◆ Requirement:
Express the records below as a two-column CSV with the columns request and answer, starting at the beginning of the records and stopping after the line that contains "[189,478,252,555]". Give one row per record, putting its text in one quoted field and its answer in another, with line breaks turned into spaces.

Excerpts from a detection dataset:
** begin **

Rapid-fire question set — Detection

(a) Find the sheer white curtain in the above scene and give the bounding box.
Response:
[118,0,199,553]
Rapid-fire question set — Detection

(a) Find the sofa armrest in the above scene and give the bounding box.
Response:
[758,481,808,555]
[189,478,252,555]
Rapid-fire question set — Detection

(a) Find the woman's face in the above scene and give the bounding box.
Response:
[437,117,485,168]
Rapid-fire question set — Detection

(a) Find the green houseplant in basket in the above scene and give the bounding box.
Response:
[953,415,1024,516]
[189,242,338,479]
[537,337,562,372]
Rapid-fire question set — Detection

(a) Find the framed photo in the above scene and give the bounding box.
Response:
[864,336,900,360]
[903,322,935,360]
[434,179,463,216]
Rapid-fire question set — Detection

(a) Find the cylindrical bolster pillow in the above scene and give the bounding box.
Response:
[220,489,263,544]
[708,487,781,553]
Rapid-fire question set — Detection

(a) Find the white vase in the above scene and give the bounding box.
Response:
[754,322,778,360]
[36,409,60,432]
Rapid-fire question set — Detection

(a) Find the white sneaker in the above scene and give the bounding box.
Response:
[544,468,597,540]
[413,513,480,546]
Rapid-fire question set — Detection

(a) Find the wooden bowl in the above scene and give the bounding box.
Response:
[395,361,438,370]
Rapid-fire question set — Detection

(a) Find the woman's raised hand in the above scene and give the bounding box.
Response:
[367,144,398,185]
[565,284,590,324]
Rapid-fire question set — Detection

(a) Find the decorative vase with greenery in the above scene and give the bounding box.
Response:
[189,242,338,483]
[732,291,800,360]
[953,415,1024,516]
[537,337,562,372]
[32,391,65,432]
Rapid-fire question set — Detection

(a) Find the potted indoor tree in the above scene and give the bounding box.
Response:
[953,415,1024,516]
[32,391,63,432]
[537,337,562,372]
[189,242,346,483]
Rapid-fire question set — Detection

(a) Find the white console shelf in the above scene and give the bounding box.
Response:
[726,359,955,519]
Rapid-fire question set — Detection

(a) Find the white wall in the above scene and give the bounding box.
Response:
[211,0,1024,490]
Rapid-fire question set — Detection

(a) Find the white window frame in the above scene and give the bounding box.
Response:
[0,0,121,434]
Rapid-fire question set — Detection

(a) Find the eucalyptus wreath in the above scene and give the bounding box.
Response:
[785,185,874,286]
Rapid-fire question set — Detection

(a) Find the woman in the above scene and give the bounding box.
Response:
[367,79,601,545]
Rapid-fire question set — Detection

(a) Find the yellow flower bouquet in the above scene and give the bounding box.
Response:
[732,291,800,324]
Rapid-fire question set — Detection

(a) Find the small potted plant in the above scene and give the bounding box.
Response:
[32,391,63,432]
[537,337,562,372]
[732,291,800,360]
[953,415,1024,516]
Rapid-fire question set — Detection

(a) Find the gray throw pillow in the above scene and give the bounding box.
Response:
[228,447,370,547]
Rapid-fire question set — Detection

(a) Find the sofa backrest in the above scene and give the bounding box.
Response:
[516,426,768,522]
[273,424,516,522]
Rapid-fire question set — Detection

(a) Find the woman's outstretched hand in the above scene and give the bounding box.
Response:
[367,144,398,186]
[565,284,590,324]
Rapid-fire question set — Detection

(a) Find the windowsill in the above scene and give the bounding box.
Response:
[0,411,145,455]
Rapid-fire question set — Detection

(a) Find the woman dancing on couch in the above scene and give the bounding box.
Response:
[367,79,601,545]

** end **

◆ Expected output:
request,answer
"Rapid-fire question set — Detection (a) Find the sheer white curtain in the above scene and give the bounding box. Response:","[118,0,199,553]"
"Rapid-fire question set — Detection (a) Find the sofa armrest in the above scene and give the bounding box. Response:","[758,481,808,555] [189,478,252,555]"